*GIVEN INSTRUCTION A*.
From the micranthum album thread, write out everything from "It has almost" down to "till next bloom.".
*GIVEN INSTRUCTION B*.
In the micranthum album thread, who will receive kiwi's pods so that they are done correctly?

*DOCUMENT PASSAGE*.

^^^^

# Paph. micranthum var. album



## kiwi (May 24, 2020)

I have this plant about to flower. I also have a second one with a spike also. I was thinking about doing a sib cross with them but wonder perhaps if this is a bit risky due to the size of the plant? Any thoughts?


----------



## DrLeslieEe (May 25, 2020)

Congrats on blooming this micranthum album (two of them!).

They can carry pods, only if roots are strong enough. They do need special medium to germinate though. 

Can't wait to see flowers!!!


----------



## kiwi (May 25, 2020)

Thanks for the info. They have very good roots. I will likely send the pods to a contact in Taiwan so it is done correctly.


----------



## DrLeslieEe (May 26, 2020)

Great to have experience flasker to sow your seeds! Good luck!


----------



## Guldal (May 26, 2020)

Can't wait to see the result, when your buds are fully opened!


----------



## Ozpaph (May 28, 2020)

Nobody local does flasking?


----------



## kiwi (May 28, 2020)

Unfortunately no.


----------



## MorandiWine (May 28, 2020)

Very exciting! Where are you and will replates be available for sale?

tyler


----------



## kiwi (May 28, 2020)

I am in New Zealand and plan to sell some. I could send out from Taiwan when ready


----------



## Ozpaph (May 29, 2020)

I wonder how easy it would be to get them across the ditch?


----------



## kiwi (May 29, 2020)

I am sure it wouldn’t be hard. Especially as I am over on your side of it frequently. Well I was


----------



## NYEric (May 29, 2020)

Good luck. I hope we don't get jinxed from seeing these hen's teeth!


----------



## Ozpaph (May 29, 2020)

ditto, Eric


----------



## kiwi (May 29, 2020)

Ozpaph said:


> ditto, Eric


Ditto Eric


----------



## kiwi (Jun 4, 2020)

It has almost opened completely. I really like the colour and shape. I was thinking of having it judged but fear that the crooked column will count against it.


----------



## DrLeslieEe (Jun 4, 2020)

What a beauty!!!

The bent staminode and deep cleft on the right side of pouch (our left), may affect scoring of the flower. I would hold back till next bloom.


----------



## KyushuCalanthe (Jun 4, 2020)

Wow, that is really pristine. I'd wait on showing it as well.


----------



## gego (Jun 5, 2020)

Very nice and both well grown. Congrats


----------



## Guldal (Jun 5, 2020)

Leslie is probably right about the judging, but, man, oh man, it's a gorgeous beauty never the less!  (I really miss the 'slurp, slurp' emoji from the old STC-format!)

Btw. I think, there is a general consensus, that the botanical name of this colour form is: P. micranthum fma. glanzeanum (after Franz Glanz of Wössner Orchideen)


----------



## NYEric (Jun 5, 2020)

Congrats on blooming. I really need one of those. Not that I can grow/bloom micranthums.


----------



## GuRu (Jun 5, 2020)

Holy cow, every P. micranthum impresses me but this greenish white flower made my day. Congrats to the other side of the globe.
Some years ago I owned one and this one was for a reasonable price, but I wasn't experienced enough, maybe too stupid to grow it and keep it alive.



Guldal said:


> .......(I really miss the 'slurp, slurp' emoji from the old STC-format!)


How true Jens, so do I.

^^^^

*DATA*.
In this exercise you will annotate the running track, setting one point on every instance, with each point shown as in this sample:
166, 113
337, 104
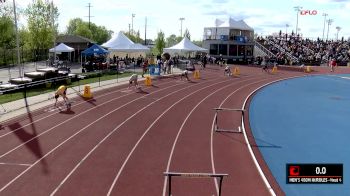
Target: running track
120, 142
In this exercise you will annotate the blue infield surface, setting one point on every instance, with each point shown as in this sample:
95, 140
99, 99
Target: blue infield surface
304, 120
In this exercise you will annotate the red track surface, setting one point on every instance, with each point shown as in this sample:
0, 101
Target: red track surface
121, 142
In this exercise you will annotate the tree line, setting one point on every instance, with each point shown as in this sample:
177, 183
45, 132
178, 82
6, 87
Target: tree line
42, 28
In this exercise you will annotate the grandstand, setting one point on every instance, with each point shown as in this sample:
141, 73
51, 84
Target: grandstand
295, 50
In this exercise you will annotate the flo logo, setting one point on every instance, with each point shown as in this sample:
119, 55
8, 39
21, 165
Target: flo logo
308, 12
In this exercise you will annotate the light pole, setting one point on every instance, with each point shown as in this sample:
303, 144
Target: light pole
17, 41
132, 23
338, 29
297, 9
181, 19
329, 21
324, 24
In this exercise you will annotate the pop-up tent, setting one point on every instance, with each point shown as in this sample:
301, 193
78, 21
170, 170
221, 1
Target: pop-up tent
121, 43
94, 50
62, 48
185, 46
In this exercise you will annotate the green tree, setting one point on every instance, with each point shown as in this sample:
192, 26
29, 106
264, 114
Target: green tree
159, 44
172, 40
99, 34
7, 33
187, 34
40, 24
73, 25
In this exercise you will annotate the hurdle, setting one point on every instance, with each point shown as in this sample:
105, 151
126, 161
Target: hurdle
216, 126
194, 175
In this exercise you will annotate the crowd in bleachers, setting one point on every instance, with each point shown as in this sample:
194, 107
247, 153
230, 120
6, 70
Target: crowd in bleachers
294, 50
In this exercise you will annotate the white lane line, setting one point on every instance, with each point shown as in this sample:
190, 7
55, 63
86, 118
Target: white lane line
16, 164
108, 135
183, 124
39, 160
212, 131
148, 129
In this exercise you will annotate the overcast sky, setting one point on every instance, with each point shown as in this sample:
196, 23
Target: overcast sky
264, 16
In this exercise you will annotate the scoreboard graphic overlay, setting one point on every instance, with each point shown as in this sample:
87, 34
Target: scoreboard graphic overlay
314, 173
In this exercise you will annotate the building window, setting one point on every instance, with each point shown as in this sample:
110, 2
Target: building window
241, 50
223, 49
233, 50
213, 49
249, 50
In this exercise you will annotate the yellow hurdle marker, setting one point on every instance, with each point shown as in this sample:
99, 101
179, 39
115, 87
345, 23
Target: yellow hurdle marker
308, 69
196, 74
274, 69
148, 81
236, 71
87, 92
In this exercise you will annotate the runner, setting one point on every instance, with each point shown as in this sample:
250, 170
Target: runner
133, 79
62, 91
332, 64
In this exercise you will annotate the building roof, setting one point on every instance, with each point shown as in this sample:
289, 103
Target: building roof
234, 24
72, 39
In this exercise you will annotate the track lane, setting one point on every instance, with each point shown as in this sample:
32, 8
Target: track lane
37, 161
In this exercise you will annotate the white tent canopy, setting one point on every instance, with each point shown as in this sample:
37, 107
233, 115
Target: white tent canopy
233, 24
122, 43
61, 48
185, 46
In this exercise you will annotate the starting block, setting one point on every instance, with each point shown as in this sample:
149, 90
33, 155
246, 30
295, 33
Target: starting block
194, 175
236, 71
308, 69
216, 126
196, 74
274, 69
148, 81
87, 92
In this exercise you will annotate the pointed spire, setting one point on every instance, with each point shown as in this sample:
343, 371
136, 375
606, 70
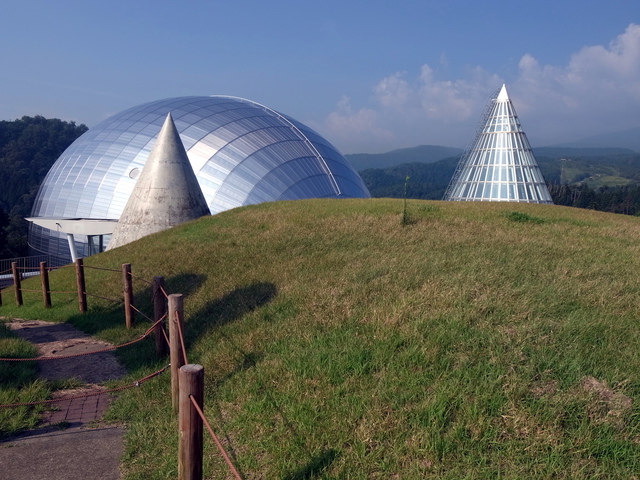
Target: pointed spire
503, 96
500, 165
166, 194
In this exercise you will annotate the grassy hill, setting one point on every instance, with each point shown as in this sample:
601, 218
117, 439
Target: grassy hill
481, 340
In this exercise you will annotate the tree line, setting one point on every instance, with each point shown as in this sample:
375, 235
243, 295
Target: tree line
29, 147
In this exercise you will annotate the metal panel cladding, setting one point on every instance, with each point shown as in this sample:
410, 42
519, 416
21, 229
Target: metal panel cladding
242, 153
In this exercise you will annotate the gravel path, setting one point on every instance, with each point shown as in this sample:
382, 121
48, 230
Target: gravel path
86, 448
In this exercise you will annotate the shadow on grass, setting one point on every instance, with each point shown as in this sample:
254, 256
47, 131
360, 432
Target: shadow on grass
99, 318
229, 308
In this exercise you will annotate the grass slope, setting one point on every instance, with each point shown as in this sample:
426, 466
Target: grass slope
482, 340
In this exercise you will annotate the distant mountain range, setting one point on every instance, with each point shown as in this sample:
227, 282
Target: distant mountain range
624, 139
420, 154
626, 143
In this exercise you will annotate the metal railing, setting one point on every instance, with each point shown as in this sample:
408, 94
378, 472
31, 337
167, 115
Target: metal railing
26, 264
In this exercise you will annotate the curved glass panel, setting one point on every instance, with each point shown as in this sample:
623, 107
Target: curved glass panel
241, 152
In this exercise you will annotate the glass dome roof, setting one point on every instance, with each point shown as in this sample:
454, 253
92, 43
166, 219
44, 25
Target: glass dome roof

^^^^

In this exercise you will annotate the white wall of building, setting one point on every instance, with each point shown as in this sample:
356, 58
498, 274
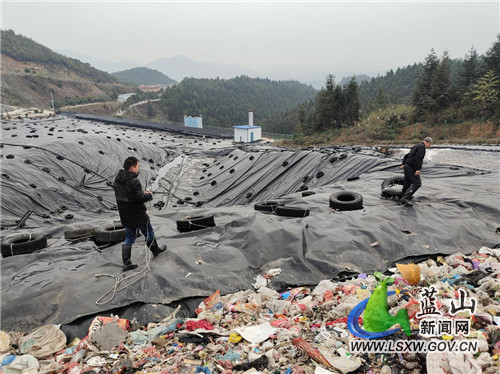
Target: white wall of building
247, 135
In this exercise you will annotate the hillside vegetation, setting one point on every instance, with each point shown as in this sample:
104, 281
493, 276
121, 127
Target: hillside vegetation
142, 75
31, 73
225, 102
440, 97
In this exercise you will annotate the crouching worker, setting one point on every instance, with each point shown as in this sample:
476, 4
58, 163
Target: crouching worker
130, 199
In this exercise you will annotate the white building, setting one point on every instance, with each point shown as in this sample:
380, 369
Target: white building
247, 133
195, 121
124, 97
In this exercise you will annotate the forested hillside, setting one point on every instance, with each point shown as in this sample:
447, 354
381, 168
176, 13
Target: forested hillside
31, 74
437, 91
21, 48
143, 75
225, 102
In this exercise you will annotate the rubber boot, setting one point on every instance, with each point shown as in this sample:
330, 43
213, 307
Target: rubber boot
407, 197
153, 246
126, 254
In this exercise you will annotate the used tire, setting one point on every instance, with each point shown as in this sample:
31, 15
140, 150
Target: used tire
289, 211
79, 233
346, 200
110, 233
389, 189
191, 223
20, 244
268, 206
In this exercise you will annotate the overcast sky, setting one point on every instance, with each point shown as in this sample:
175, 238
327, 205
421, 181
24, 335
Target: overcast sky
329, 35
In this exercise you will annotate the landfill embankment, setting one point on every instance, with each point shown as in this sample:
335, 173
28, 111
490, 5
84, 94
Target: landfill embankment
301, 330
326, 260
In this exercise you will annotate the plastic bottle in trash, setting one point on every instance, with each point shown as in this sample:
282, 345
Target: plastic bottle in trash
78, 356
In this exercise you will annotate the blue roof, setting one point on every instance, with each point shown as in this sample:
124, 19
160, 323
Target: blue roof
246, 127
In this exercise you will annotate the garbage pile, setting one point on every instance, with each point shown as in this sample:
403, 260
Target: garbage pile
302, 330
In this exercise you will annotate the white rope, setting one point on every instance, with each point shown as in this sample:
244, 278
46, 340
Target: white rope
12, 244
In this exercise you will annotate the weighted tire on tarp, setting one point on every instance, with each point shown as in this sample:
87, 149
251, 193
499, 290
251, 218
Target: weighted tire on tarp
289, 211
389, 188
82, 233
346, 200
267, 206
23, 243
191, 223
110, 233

^^^^

*EXERCISE SOLUTION A*.
It has almost opened completely. I really like the colour and shape. I was thinking of having it judged but fear that the crooked column will count against it.


----------



## DrLeslieEe (Jun 4, 2020)

What a beauty!!!

The bent staminode and deep cleft on the right side of pouch (our left), may affect scoring of the flower. I would hold back till next bloom.

*EXERCISE SOLUTION B*.
A contact in Taiwan.